Collection entries:
* BEGIN *

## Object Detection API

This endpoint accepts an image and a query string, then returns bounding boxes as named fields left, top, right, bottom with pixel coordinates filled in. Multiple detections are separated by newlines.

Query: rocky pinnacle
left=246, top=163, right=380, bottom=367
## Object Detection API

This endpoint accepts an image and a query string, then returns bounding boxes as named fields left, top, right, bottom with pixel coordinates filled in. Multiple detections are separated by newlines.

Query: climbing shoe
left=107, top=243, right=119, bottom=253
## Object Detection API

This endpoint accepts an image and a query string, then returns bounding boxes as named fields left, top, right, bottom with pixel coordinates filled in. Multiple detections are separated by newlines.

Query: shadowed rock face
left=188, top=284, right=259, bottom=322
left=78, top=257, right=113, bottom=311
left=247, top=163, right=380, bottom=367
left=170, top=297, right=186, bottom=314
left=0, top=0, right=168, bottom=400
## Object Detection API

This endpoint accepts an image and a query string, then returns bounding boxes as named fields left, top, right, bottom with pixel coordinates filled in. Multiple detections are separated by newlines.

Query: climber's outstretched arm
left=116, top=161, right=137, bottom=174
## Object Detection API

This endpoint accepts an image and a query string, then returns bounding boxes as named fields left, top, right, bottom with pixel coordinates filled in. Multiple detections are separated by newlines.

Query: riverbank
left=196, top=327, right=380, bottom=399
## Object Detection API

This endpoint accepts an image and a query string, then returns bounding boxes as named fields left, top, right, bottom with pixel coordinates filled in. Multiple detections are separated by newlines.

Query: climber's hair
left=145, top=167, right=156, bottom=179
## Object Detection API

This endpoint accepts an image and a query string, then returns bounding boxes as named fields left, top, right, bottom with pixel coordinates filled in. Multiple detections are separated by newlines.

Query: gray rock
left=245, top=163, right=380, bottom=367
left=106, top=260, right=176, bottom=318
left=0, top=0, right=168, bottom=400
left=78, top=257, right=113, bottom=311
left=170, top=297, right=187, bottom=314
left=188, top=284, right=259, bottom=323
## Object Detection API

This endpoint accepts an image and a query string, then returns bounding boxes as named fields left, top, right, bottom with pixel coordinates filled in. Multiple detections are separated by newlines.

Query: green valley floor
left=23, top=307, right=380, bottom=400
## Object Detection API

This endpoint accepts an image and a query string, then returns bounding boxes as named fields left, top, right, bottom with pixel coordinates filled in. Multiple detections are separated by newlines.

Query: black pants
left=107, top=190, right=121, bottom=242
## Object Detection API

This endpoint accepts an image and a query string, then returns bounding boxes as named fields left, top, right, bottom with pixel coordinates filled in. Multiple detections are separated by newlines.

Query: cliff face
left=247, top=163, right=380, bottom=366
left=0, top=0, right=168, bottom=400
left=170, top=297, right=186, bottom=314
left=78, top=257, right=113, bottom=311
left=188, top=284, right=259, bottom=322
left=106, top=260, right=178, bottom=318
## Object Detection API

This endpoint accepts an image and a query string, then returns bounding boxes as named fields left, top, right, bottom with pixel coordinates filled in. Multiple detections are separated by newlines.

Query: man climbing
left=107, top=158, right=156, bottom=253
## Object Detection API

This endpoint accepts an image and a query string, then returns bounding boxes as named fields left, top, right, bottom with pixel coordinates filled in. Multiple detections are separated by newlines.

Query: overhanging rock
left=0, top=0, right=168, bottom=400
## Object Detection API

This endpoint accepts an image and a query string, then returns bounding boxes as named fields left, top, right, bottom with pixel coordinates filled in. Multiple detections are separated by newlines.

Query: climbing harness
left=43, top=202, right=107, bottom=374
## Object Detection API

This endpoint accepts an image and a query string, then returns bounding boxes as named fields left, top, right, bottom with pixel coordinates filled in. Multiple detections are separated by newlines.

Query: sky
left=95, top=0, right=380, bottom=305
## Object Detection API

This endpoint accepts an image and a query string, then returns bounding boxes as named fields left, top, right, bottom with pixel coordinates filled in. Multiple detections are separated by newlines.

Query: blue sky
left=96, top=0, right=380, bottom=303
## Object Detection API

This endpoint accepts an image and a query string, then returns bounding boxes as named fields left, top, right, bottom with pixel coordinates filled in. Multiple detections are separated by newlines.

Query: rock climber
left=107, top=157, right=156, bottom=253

* END *

Task to complete:
Can you rewrite every line of the material above as a JSON list of strings, with one string per line and the blank lines left out?

Reply:
[
  "## Object Detection API",
  "This endpoint accepts an image and a query string, then returns bounding boxes as named fields left, top, right, bottom with pixel coordinates filled in. Multiple detections are separated by newlines.",
  "Query: rocky pinnacle",
  "left=246, top=163, right=380, bottom=367",
  "## Object Detection API",
  "This endpoint accepts an image and a query string, then returns bounding boxes as named fields left, top, right, bottom with pixel coordinates filled in. Multiple detections are separated by newlines.",
  "Query: climbing shoe",
  "left=107, top=243, right=119, bottom=253",
  "## Object Detection API",
  "This endpoint accepts an image and a query string, then returns bounding boxes as named fields left, top, right, bottom with pixel coordinates filled in. Multiple detections are separated by newlines.",
  "Query: shadowed rock face",
  "left=188, top=284, right=259, bottom=322",
  "left=78, top=257, right=113, bottom=311",
  "left=247, top=163, right=380, bottom=367",
  "left=170, top=297, right=186, bottom=314",
  "left=0, top=0, right=168, bottom=400",
  "## Object Detection API",
  "This endpoint accepts an image and a query string, then returns bounding boxes as named fields left, top, right, bottom with pixel coordinates filled in. Multiple detections are separated by newlines.",
  "Query: climber's outstretched arm",
  "left=116, top=161, right=137, bottom=174",
  "## Object Detection API",
  "This endpoint accepts an image and a query string, then returns bounding boxes as named fields left, top, right, bottom with pixel coordinates filled in. Multiple detections are separated by newlines.",
  "Query: riverbank",
  "left=196, top=327, right=380, bottom=399",
  "## Object Detection API",
  "This endpoint accepts an image and a query string, then returns bounding boxes as named fields left, top, right, bottom with pixel coordinates filled in. Multiple detections are separated by newlines.",
  "Query: climber's hair",
  "left=145, top=167, right=156, bottom=179",
  "## Object Detection API",
  "This endpoint accepts an image and a query string, then returns bounding boxes as named fields left, top, right, bottom with pixel coordinates filled in. Multiple detections are separated by newlines.",
  "Query: gray rock",
  "left=245, top=163, right=380, bottom=367",
  "left=106, top=260, right=176, bottom=318",
  "left=0, top=0, right=168, bottom=400",
  "left=78, top=257, right=113, bottom=311",
  "left=170, top=297, right=187, bottom=314",
  "left=188, top=284, right=259, bottom=323",
  "## Object Detection API",
  "This endpoint accepts an image and a query string, then returns bounding boxes as named fields left, top, right, bottom with pixel coordinates filled in. Multiple detections are separated by newlines.",
  "Query: green valley floor",
  "left=23, top=307, right=380, bottom=400",
  "## Object Detection API",
  "This endpoint accepts an image and a query string, then returns bounding boxes as named fields left, top, right, bottom with pixel coordinates filled in. Multiple detections are separated by newlines.",
  "Query: black pants",
  "left=107, top=190, right=121, bottom=242",
  "## Object Detection API",
  "This endpoint accepts an image and a query string, then returns bounding boxes as named fields left, top, right, bottom with pixel coordinates filled in. Multiple detections are separated by newlines.",
  "Query: cliff face",
  "left=247, top=163, right=380, bottom=366",
  "left=0, top=0, right=168, bottom=400",
  "left=170, top=297, right=186, bottom=314",
  "left=78, top=257, right=113, bottom=311",
  "left=188, top=284, right=259, bottom=322",
  "left=106, top=260, right=178, bottom=318",
  "## Object Detection API",
  "This endpoint accepts an image and a query string, then returns bounding boxes as named fields left, top, right, bottom with pixel coordinates filled in. Multiple detections are separated by newlines.",
  "Query: man climbing",
  "left=107, top=158, right=156, bottom=253",
  "## Object Detection API",
  "This endpoint accepts an image and a query string, then returns bounding boxes as named fields left, top, right, bottom with pixel coordinates filled in. Multiple detections are separated by newlines.",
  "Query: overhanging rock",
  "left=0, top=0, right=168, bottom=400",
  "## Object Detection API",
  "This endpoint accepts an image and a query string, then returns bounding boxes as named fields left, top, right, bottom with pixel coordinates filled in. Multiple detections are separated by newlines.",
  "Query: climbing harness",
  "left=43, top=202, right=107, bottom=374",
  "## Object Detection API",
  "This endpoint accepts an image and a query string, then returns bounding boxes as named fields left, top, right, bottom with pixel coordinates filled in. Multiple detections are separated by newlines.",
  "Query: sky",
  "left=95, top=0, right=380, bottom=305",
  "## Object Detection API",
  "This endpoint accepts an image and a query string, then returns bounding boxes as named fields left, top, right, bottom with pixel coordinates filled in. Multiple detections are separated by newlines.",
  "Query: blue sky",
  "left=96, top=0, right=380, bottom=303",
  "## Object Detection API",
  "This endpoint accepts an image and a query string, then returns bounding boxes as named fields left, top, right, bottom with pixel coordinates filled in. Multiple detections are separated by newlines.",
  "Query: rock climber",
  "left=107, top=157, right=156, bottom=253"
]